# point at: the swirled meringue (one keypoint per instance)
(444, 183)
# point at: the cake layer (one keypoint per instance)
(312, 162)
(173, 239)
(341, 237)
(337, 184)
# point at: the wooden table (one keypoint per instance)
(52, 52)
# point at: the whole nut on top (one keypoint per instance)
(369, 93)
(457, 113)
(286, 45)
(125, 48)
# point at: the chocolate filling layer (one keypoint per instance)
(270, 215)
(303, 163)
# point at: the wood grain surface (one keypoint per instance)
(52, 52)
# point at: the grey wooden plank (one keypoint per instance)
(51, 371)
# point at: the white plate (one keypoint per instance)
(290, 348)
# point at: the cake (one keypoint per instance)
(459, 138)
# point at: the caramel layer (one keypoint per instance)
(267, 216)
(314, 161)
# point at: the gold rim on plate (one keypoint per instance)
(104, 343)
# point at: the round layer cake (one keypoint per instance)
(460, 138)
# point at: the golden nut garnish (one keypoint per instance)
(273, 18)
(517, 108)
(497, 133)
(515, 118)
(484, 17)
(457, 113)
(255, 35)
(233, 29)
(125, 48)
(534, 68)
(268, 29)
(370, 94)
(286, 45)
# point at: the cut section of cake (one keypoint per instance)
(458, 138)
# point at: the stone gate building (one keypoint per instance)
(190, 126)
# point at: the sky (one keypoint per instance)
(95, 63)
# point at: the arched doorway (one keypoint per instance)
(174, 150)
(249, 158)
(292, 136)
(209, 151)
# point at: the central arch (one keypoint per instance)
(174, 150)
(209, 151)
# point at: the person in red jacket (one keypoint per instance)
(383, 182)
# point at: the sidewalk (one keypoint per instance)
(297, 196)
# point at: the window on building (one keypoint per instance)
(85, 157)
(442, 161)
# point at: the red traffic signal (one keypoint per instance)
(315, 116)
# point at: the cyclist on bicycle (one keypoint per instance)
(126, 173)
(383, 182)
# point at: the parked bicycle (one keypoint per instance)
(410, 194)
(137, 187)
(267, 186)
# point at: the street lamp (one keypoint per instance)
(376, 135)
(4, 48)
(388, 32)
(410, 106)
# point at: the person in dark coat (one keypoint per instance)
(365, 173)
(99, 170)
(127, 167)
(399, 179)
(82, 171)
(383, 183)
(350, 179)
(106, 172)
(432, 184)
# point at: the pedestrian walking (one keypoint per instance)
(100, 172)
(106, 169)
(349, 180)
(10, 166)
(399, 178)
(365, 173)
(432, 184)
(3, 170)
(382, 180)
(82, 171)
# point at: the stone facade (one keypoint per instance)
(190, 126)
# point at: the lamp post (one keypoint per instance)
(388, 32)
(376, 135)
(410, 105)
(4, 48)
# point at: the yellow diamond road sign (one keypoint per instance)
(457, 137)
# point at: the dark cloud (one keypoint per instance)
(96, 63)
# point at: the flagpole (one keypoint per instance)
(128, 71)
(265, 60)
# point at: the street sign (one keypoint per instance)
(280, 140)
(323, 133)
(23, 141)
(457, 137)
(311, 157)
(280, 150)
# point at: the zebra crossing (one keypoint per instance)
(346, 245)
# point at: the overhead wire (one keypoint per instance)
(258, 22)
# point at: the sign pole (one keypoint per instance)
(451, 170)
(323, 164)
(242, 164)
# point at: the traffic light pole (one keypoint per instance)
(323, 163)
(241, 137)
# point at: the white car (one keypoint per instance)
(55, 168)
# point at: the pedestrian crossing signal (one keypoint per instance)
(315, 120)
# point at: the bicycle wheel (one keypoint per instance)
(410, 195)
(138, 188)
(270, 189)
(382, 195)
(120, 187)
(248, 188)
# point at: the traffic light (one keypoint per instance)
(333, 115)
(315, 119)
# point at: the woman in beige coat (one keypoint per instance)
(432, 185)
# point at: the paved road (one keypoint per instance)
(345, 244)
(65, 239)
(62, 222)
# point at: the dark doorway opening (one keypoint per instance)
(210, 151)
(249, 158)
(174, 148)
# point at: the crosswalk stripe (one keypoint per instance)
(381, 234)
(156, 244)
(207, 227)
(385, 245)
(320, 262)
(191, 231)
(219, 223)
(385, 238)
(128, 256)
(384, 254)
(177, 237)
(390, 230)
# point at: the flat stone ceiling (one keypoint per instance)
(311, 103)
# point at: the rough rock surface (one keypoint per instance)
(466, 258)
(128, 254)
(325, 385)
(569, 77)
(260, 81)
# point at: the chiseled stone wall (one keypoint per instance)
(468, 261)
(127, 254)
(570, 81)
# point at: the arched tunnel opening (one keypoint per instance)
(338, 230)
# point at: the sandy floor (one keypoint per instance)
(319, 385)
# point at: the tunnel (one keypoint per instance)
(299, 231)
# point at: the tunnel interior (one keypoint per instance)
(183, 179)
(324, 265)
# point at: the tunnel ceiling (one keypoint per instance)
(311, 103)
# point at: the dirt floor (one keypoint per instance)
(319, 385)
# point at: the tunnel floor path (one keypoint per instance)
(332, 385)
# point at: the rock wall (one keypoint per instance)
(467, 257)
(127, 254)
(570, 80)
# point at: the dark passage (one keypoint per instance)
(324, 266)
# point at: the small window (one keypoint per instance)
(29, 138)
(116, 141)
....
**What you should do:** Give the entries again exactly as they stand.

**Written response:**
# point at: the swirled meringue (one keypoint per instance)
(444, 183)
# point at: the cake layer (one keypoint per instance)
(312, 162)
(173, 239)
(341, 237)
(337, 184)
# point at: the wooden table (one keypoint per instance)
(52, 52)
# point at: the whole nut on top (one keypoint per instance)
(369, 93)
(457, 113)
(286, 45)
(125, 48)
# point at: the chocolate filling layer (one keypoint per instance)
(270, 215)
(303, 163)
# point at: the wood grain surface (one keypoint per instance)
(52, 52)
# point at: the grey wooden plank (one keypoint per instance)
(51, 371)
# point at: the white plate (one keypoint per instance)
(290, 348)
# point at: the cake (one keypoint per instance)
(459, 138)
# point at: the caramel layer (one keypoint per instance)
(267, 216)
(314, 161)
# point at: the gold rim on plate (one keypoint per instance)
(104, 343)
# point at: the round layer cake (one keypoint per instance)
(460, 138)
# point at: the golden nut garnish (one keypoint per instance)
(273, 18)
(517, 108)
(497, 133)
(515, 118)
(484, 17)
(457, 113)
(255, 35)
(233, 29)
(125, 48)
(534, 68)
(268, 29)
(370, 94)
(286, 45)
# point at: the cut section of cake (one keypoint per instance)
(458, 138)
# point at: the stone gate building (one keypoint per instance)
(190, 126)
# point at: the sky (one keypoint per instance)
(95, 63)
# point at: the arched doorway (one keypoint per instance)
(174, 150)
(249, 158)
(292, 136)
(209, 151)
# point at: the central arch (one keypoint per instance)
(174, 150)
(209, 151)
# point at: the person in red jacket (one keypoint per instance)
(383, 182)
# point at: the sidewalk (one keypoint per instance)
(297, 196)
# point at: the window on building (one keypoint per instance)
(85, 157)
(442, 161)
# point at: the red traffic signal (one keypoint per instance)
(315, 116)
# point at: the cyclist on bicycle (one keypoint per instance)
(126, 173)
(383, 182)
# point at: the parked bicycle (one keypoint per instance)
(410, 194)
(137, 187)
(267, 186)
# point at: the street lamp (one keypoint per instance)
(376, 135)
(4, 48)
(388, 32)
(410, 106)
# point at: the person in dark coat (one keypoint per instance)
(365, 173)
(99, 170)
(127, 167)
(399, 179)
(82, 171)
(383, 183)
(350, 179)
(106, 172)
(432, 184)
# point at: the pedestrian walking (one keypoint per instance)
(100, 172)
(106, 169)
(349, 180)
(10, 166)
(399, 178)
(365, 173)
(432, 184)
(3, 170)
(382, 180)
(82, 171)
# point at: the stone facade (one keypoint per instance)
(190, 126)
# point at: the lamp post (one keypoint per instance)
(388, 32)
(376, 135)
(410, 105)
(4, 48)
# point at: the yellow diamond road sign (one keypoint per instance)
(457, 137)
# point at: the dark cloud (one keypoint per instance)
(96, 63)
# point at: the flagpole (one keypoint per instance)
(128, 71)
(265, 60)
# point at: the street sign (one keypoint per instance)
(280, 140)
(323, 133)
(23, 141)
(457, 137)
(311, 157)
(280, 150)
# point at: the zebra crossing (one keypoint per instance)
(346, 245)
# point at: the overhead wire (one keypoint per instance)
(258, 22)
# point at: the sign pole (one keypoint per instance)
(451, 170)
(323, 164)
(242, 164)
# point at: the traffic light pole (one keypoint per instance)
(323, 163)
(241, 137)
# point at: the white car (one keypoint per instance)
(55, 168)
# point at: the pedestrian crossing signal (one keypoint per instance)
(315, 120)
# point at: the bicycle wheel (one keypoint per instance)
(410, 195)
(138, 188)
(270, 189)
(382, 195)
(120, 187)
(248, 188)
# point at: the traffic light (one keypoint per instance)
(333, 115)
(315, 119)
# point at: the woman in beige coat (one keypoint per instance)
(432, 185)
# point at: the paved road (one keypoint per instance)
(345, 244)
(65, 239)
(62, 222)
# point at: the dark doorway opening (one keypoint per instance)
(210, 151)
(249, 158)
(174, 148)
# point at: the crosswalk stripe (one keypoint per instance)
(381, 234)
(156, 244)
(207, 227)
(385, 245)
(320, 262)
(191, 231)
(219, 223)
(385, 238)
(128, 256)
(384, 254)
(177, 237)
(390, 230)
# point at: the flat stone ceiling (one keypoint per instance)
(311, 103)
# point at: the rough rock surface (one keypoint per instance)
(466, 258)
(128, 254)
(325, 385)
(569, 77)
(260, 81)
# point at: the chiseled stone wall (one keypoint per instance)
(468, 261)
(127, 254)
(570, 81)
# point at: the arched tunnel opening (one keypoint per instance)
(338, 230)
# point at: the sandy floor (one keypoint per instance)
(319, 385)
# point at: the tunnel (one keypoint per instance)
(299, 231)
# point at: the tunnel interior (one keypoint per instance)
(183, 179)
(324, 265)
# point at: the tunnel ceiling (one keypoint per instance)
(311, 103)
# point at: the dirt floor (one keypoint per instance)
(319, 385)
# point at: the tunnel floor path (one keypoint per instance)
(332, 385)
# point at: the rock wall (one keypoint per instance)
(467, 257)
(127, 254)
(570, 80)
# point at: the dark passage (one keypoint per instance)
(324, 266)
# point at: the small window (one keypoint per instance)
(29, 138)
(116, 141)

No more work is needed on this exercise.